Switch "metal cross" to "iron cross" throughout the listing below and write out all of its lines again, with everything else unchanged.

↓

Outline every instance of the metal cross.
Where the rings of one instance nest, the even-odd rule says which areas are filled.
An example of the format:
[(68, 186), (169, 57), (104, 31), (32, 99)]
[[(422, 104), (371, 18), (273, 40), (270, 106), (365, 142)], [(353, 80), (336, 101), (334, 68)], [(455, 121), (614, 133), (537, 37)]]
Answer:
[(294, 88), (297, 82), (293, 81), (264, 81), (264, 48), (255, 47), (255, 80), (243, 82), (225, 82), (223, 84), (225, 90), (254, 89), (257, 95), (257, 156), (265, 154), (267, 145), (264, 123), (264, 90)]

↑

• Solution for this task
Outline every instance of the iron cross.
Where the rings of one instance nest, the even-odd rule says which areas are filled.
An example of the format:
[(68, 186), (169, 57), (104, 31), (32, 99)]
[[(422, 104), (371, 18), (273, 40), (270, 106), (365, 142)], [(353, 80), (336, 101), (334, 68)], [(455, 121), (614, 133), (537, 37)]]
Answer:
[(294, 88), (297, 82), (293, 81), (264, 81), (264, 48), (255, 47), (255, 80), (243, 82), (225, 82), (223, 84), (225, 90), (254, 89), (257, 95), (257, 156), (265, 154), (267, 145), (264, 123), (264, 90)]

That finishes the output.